*** EXTRACT PROVIDED ***

The danger is two-way.

The symptoms of healer dependency are fairly clear if you want to see them. The person begins making decisions only after asking the healer, loses trust in their own judgment, and seeks constant external validation. They often feel a brief sense of relief after the session, but quickly revert to the same state and seek help again. Conversations go in circles, with no real progress in life. A fear of independence may also emerge, along with the belief that they cannot move forward without that relationship.

The danger of this is great, both for the person and for the healer. The person remains stuck in the same patterns, only with the feeling that they're “working on themselves,” while in reality they're avoiding real change. The healer, on the other hand, begins to take on someone else's responsibility, which in the long run drains both them and distorts their work. Instead of being a channel for clarity, they become a crutch that others can't do without.

Healers who believe they have a mission to save the day from some higher source are particularly vulnerable. It may sound lofty, but it often conceals a very dangerous pattern. Such a healer may begin to believe they know what's best for others, that they have special access to the truth, and that people are there to be led. In that state, the line between helping and controlling becomes very thin. People give in more easily, and the healer takes over more easily, because everything is justified by a “higher purpose.” This often leads to illness.

That's why it's crucial for the healer to continuously work on themselves. Not just through techniques or knowledge, but through personal honesty. They must constantly check where they themselves seek validation, where they enjoy the feeling of being needed, and where they might unconsciously be holding people back. Without that work, it's easy to slip into a role that appears to be helping, but underneath it lies a need for control, importance, or security.

The problem isn't that someone feels a calling or purpose in their work, but when it becomes an identity. When the healer no longer questions themselves but acts from the conviction that they're right, the work stops being alive and begins to turn into a system.

***

PROBLEM DETAILS: Pick up the text on healer dependency after its final sentence and continue it in the same voice. The listing after this text plays no part here.

*** INFORMATION SUPPLIED ***

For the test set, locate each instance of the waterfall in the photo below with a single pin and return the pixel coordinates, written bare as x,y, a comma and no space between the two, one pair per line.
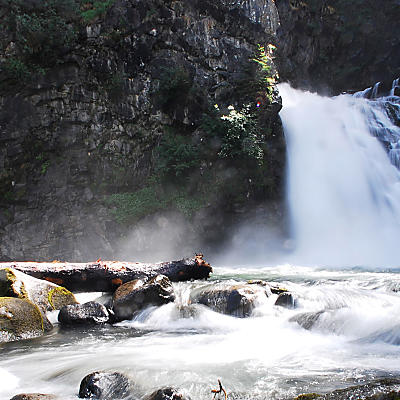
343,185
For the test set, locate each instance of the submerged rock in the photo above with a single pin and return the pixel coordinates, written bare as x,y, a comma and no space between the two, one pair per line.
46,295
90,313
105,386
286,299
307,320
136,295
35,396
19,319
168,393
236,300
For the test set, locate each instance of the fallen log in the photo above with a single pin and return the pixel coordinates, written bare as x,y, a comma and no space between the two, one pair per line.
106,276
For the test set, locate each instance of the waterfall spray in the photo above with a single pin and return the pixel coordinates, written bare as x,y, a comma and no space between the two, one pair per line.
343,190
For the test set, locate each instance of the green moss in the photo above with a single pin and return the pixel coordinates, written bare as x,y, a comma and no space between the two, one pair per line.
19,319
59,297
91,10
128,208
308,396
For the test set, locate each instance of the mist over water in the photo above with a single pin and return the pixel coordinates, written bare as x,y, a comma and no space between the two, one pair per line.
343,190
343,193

***
*** INFORMATION SUPPLIED ***

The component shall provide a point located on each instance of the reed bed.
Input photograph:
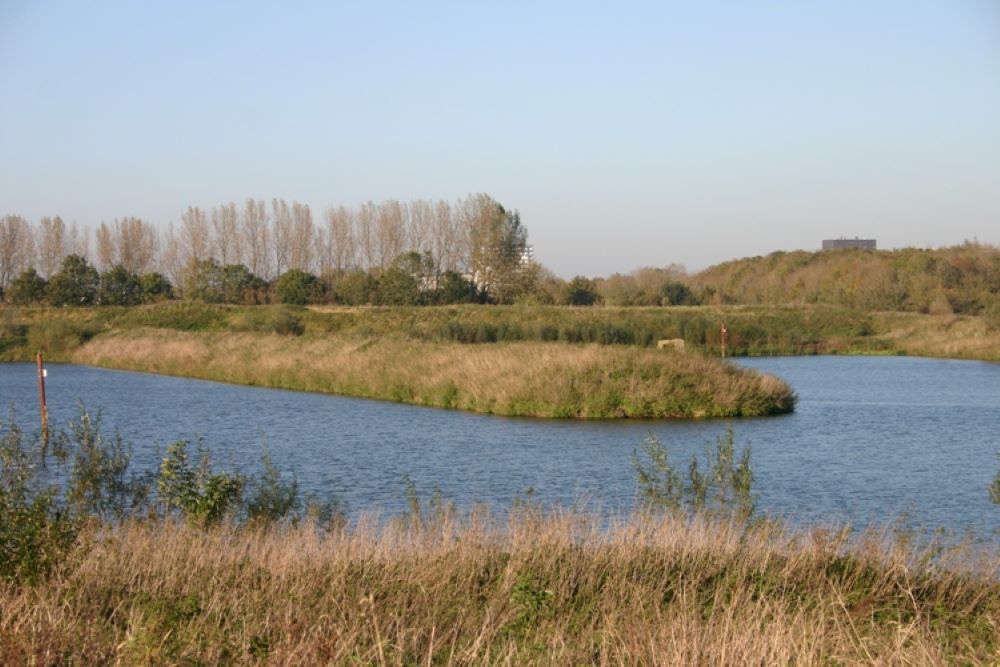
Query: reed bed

***

TASK RESPONSE:
Returning power to the people

On the other hand, there's a healer who consciously wants to return power and responsibility to people. You can recognize him by the fact that he doesn't rush to save, even when he sees where a person is going wrong. He provides insight, but he doesn't take the process out of the person's hands. He asks questions that can be uncomfortable because they shatter the illusion, but he doesn't assume the role of the one who carries the burden.

His symptoms are different. He may have fewer people around him, fewer people pathologically need him, but the relationships are more human and deeper. There is no constant pressure to please everyone or a need to be constantly available. He doesn't try to be important, but precise. His work sometimes provokes resistance because it doesn't offer quick solutions, but in the long run it produces more stable people.

The people around him also have recognizable signs. They begin making decisions without the constant need for approval. They ask less and act more. They take responsibility for their situation, even when it's uncomfortable. They don't idealize the healer but see him as someone who helped them return to themselves. Their lives begin to change through concrete actions, not just through feelings or insights.

Such a relationship may not be the loudest or most impressive on the outside, but it has one key difference. People come out of it stronger, not more attached.

The key difference isn't who is “better,” but at what level they meet. People who want real change seek someone who won't hold them back but will move them forward. People who seek a feeling or security will naturally gravitate toward someone who provides it. And that's why the most important question for anyone working with people isn't how to attract more of them, but who they really want to work with and at what level.

Most importantly: every authentic healer is not part of any hierarchy. Followers may be angry with him because he refuses the role of savior, but he knows that every person who comes to him is his own mirror, and he is always working on himself alongside his therapeutic work.